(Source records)
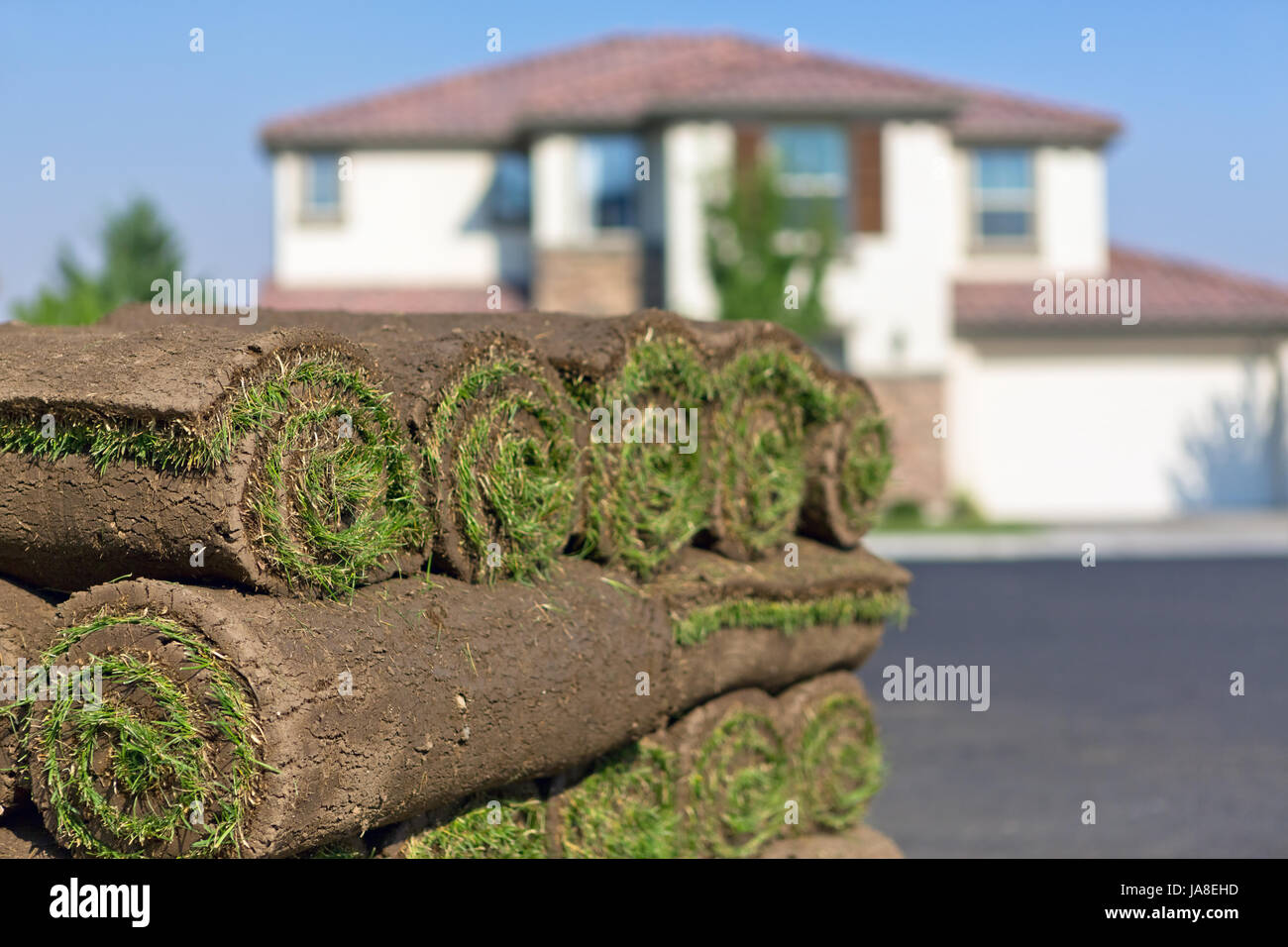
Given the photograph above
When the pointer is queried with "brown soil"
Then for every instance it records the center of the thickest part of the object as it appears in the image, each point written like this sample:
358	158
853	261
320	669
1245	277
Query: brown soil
861	841
64	526
24	835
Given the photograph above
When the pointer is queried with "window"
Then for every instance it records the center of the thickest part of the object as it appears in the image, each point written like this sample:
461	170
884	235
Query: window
812	174
606	166
511	188
321	187
1004	196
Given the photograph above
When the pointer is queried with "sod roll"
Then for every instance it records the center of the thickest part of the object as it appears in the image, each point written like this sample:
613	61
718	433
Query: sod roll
735	777
497	444
273	460
782	442
259	725
26	628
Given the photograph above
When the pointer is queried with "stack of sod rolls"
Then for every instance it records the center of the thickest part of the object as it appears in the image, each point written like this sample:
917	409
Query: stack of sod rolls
334	574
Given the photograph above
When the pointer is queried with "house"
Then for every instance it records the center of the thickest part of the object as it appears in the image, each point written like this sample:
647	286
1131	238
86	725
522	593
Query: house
579	180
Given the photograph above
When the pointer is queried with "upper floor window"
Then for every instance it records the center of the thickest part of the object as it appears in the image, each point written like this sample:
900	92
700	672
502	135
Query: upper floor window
321	198
1003	195
511	188
606	167
812	172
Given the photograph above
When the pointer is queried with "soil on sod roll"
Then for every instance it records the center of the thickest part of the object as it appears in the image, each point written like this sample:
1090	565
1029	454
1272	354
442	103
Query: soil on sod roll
861	841
767	624
823	478
732	779
288	724
26	626
497	442
270	459
784	442
24	835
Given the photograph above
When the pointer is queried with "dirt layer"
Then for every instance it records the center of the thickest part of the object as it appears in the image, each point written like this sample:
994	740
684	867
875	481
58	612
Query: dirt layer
64	525
861	841
592	350
455	688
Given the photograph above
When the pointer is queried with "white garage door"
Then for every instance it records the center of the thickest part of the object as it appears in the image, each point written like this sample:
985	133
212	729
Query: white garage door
1115	429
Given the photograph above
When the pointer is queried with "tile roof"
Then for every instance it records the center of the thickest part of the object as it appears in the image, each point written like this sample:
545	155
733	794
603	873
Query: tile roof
1173	294
621	81
382	299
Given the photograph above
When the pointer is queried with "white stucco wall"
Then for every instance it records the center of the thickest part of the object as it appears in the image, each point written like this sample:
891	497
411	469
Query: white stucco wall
697	158
561	210
1072	219
1111	429
890	291
410	218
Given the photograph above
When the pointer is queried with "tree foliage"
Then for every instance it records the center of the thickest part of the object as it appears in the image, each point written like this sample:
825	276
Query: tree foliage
138	247
752	256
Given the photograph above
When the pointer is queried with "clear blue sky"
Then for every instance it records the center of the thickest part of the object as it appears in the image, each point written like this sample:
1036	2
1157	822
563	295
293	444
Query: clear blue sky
111	90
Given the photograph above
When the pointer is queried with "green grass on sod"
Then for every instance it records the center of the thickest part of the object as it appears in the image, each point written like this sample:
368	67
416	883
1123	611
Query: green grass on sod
163	762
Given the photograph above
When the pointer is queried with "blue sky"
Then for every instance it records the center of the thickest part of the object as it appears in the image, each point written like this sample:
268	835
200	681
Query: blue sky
112	91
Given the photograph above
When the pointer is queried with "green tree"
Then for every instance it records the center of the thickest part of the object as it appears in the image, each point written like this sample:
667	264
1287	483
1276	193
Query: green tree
752	254
138	248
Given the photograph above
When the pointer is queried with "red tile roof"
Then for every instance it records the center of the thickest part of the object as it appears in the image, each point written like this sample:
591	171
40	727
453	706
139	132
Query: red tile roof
1173	294
421	299
623	80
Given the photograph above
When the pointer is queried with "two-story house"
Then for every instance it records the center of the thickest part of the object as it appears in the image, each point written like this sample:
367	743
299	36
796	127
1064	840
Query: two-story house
580	180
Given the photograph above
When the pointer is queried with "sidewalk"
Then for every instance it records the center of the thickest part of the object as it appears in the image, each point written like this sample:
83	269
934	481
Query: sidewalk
1225	536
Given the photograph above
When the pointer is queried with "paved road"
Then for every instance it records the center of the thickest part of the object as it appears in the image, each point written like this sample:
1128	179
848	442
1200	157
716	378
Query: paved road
1107	684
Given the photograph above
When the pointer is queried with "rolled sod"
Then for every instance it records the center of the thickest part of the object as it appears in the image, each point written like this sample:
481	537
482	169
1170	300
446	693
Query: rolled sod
287	724
735	777
768	624
498	446
271	460
784	442
26	628
859	841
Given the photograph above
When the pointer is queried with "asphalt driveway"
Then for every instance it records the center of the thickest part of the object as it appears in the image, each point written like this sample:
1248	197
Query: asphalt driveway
1108	684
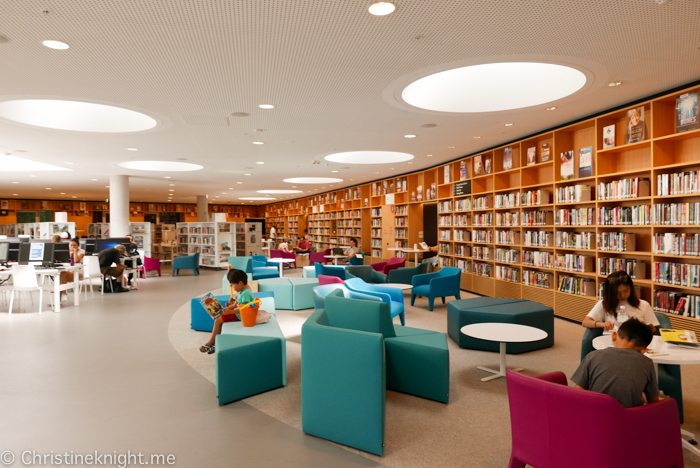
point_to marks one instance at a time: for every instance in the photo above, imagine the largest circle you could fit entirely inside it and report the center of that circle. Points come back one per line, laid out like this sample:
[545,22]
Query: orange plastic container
[249,316]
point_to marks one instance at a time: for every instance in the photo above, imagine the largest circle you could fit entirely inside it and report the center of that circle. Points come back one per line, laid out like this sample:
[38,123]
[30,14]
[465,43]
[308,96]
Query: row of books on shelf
[671,243]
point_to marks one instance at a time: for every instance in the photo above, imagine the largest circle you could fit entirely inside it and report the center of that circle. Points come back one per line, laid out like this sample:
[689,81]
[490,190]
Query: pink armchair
[394,263]
[325,279]
[554,425]
[319,257]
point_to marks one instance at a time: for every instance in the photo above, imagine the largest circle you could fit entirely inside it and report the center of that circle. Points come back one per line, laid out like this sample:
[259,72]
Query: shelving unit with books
[630,190]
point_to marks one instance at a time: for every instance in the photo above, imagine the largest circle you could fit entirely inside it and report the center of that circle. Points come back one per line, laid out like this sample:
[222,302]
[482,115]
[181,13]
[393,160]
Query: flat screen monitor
[61,252]
[103,244]
[4,252]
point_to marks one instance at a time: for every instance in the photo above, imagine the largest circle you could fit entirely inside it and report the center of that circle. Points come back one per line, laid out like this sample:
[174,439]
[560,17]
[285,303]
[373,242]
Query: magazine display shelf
[660,153]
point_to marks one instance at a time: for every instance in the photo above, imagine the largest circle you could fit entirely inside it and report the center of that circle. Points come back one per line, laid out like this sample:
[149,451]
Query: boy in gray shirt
[622,372]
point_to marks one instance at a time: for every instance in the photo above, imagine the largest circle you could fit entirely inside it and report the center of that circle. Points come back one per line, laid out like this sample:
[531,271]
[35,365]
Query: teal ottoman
[303,292]
[499,310]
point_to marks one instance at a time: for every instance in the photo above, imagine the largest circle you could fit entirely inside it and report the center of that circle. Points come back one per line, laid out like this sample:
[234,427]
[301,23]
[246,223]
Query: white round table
[671,355]
[335,258]
[280,263]
[502,333]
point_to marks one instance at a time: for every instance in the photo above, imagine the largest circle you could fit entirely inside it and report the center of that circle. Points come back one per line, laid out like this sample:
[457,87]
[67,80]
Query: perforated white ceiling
[329,67]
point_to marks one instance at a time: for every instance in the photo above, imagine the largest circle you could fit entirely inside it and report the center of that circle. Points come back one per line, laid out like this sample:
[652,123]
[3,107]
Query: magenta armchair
[394,263]
[554,425]
[319,257]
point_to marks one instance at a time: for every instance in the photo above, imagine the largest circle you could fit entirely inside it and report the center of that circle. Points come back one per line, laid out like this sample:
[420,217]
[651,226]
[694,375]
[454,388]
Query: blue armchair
[406,274]
[186,263]
[669,375]
[332,271]
[393,297]
[439,284]
[353,341]
[367,273]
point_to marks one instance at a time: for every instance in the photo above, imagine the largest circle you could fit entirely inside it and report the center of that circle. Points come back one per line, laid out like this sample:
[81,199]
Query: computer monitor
[61,252]
[103,244]
[4,252]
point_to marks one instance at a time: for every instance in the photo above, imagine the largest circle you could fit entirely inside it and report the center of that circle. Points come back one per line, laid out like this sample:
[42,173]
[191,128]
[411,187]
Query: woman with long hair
[619,303]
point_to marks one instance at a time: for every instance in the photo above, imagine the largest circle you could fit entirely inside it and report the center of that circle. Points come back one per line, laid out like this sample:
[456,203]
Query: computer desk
[55,274]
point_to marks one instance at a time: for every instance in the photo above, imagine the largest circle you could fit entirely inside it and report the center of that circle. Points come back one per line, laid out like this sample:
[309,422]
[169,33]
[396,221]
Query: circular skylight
[312,180]
[163,166]
[369,157]
[279,191]
[75,116]
[493,87]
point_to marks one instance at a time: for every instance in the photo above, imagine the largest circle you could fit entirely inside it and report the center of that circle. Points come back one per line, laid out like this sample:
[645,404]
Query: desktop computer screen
[4,252]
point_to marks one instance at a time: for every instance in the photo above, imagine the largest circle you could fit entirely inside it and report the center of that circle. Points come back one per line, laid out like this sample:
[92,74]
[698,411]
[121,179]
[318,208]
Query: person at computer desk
[133,251]
[113,255]
[76,255]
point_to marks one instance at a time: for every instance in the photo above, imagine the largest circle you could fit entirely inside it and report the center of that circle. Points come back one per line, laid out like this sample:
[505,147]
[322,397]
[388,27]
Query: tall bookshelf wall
[522,230]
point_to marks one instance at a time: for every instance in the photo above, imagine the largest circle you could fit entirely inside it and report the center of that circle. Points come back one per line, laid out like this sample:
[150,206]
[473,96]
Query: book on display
[567,165]
[508,158]
[585,162]
[687,112]
[532,156]
[635,125]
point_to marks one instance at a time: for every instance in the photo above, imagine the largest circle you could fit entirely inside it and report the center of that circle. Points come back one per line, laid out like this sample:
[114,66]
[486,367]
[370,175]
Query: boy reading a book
[239,282]
[622,372]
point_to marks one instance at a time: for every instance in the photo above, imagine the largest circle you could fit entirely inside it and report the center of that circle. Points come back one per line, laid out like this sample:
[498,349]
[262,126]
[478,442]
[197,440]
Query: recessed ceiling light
[493,87]
[163,166]
[11,163]
[369,157]
[75,116]
[382,8]
[312,180]
[280,191]
[58,45]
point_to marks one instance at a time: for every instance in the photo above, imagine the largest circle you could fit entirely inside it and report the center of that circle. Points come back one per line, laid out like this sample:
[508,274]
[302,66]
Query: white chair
[24,280]
[91,270]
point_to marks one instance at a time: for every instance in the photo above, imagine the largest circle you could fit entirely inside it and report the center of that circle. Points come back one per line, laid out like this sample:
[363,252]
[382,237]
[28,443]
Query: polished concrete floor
[103,376]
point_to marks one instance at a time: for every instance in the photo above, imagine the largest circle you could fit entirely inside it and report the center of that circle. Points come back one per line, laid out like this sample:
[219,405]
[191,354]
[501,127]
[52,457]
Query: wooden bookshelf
[485,226]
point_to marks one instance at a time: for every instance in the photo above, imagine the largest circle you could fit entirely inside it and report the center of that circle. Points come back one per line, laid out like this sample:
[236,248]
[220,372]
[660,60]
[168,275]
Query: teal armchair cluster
[439,284]
[352,355]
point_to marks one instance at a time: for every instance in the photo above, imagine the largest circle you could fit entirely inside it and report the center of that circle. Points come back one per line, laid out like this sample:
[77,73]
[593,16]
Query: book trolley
[547,218]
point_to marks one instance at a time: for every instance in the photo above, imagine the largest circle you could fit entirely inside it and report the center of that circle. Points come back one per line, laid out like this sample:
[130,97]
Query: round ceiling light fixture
[162,166]
[75,116]
[312,180]
[369,157]
[493,87]
[382,8]
[279,191]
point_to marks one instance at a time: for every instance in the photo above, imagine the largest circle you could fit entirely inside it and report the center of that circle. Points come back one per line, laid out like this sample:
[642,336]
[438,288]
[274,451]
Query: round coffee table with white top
[502,333]
[280,263]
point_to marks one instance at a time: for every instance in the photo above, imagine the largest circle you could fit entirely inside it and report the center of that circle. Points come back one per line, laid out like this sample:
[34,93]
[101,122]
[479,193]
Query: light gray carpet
[472,430]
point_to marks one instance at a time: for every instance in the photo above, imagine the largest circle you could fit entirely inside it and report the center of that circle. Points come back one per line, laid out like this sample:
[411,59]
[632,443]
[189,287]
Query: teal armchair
[186,263]
[439,284]
[406,274]
[367,273]
[352,354]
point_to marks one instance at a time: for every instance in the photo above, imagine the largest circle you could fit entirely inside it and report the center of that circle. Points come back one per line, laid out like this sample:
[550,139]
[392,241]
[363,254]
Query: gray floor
[104,376]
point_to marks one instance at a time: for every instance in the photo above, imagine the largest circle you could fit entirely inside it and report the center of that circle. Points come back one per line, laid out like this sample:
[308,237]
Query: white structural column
[202,209]
[118,205]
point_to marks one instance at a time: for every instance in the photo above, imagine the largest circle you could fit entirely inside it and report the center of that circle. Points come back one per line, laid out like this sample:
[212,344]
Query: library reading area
[350,234]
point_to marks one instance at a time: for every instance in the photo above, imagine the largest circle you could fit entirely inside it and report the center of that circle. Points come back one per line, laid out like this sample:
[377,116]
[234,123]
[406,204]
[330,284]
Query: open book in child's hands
[211,305]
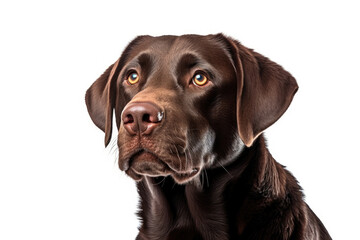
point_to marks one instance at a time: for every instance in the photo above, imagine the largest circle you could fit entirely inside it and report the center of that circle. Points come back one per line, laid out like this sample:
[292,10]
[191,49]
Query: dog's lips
[185,176]
[144,163]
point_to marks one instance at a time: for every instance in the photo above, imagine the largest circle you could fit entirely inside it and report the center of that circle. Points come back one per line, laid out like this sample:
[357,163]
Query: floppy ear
[100,100]
[264,92]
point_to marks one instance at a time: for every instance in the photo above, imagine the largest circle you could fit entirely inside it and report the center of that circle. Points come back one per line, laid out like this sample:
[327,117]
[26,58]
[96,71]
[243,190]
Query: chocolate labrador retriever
[190,112]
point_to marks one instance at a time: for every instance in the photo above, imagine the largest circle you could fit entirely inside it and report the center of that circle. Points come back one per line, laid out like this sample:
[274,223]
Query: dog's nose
[141,117]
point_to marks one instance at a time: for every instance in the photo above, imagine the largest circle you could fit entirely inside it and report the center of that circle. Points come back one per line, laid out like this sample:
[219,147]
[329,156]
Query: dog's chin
[147,164]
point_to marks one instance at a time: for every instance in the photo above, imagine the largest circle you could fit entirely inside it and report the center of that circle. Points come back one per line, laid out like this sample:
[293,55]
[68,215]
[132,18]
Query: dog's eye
[200,79]
[133,78]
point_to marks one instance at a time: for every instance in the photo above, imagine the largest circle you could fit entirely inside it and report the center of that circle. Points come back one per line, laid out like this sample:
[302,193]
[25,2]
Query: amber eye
[199,79]
[133,78]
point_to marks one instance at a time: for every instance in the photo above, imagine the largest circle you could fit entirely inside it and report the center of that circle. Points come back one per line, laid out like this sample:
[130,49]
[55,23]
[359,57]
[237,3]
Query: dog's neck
[204,208]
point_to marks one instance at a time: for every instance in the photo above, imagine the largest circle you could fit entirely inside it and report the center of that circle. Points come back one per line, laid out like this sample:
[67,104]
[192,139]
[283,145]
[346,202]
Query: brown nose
[141,117]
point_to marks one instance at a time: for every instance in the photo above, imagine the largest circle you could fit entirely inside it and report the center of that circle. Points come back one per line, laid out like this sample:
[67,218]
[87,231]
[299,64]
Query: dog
[190,112]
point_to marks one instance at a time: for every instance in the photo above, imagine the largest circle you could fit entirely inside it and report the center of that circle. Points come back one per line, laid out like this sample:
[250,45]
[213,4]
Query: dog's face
[187,103]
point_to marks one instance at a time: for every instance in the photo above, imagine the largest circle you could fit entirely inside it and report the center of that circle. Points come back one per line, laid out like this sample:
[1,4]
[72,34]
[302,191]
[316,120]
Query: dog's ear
[264,91]
[100,100]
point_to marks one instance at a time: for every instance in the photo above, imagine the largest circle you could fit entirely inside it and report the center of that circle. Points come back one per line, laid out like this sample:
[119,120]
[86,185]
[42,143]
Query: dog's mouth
[144,163]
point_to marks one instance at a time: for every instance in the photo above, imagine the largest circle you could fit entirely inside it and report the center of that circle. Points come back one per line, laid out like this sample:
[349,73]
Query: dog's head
[184,103]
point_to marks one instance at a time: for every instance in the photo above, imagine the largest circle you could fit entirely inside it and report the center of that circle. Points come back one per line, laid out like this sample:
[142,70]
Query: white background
[57,181]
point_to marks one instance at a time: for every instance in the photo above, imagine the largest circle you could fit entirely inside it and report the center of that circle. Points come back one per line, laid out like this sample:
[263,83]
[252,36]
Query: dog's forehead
[170,48]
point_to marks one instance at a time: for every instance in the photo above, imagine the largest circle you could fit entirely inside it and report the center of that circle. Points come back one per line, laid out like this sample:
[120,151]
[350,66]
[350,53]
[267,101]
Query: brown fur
[203,171]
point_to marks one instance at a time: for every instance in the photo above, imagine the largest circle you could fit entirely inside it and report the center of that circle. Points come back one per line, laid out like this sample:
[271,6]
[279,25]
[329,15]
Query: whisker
[207,179]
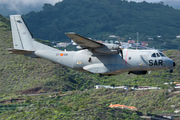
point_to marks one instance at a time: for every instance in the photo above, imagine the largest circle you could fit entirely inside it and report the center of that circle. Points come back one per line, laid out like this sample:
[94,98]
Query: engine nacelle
[138,72]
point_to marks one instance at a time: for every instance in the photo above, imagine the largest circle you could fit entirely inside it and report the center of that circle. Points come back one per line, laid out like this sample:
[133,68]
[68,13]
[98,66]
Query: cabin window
[157,55]
[89,60]
[153,55]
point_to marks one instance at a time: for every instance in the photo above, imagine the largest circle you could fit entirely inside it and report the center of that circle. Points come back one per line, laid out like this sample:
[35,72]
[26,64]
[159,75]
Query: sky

### Action item
Beginning with the line that contains "Query: cabin window", return every line through the end of the data above, exactly as written.

### Response to this exercise
Query: cabin window
[157,55]
[89,60]
[153,55]
point_to marks one instance at a time: for every instance in the photo above, imagine the largest circle you could fit entirely inside it and report the center of that circle. Points come back one per line, laid out like this sample:
[35,72]
[26,64]
[159,75]
Query: sky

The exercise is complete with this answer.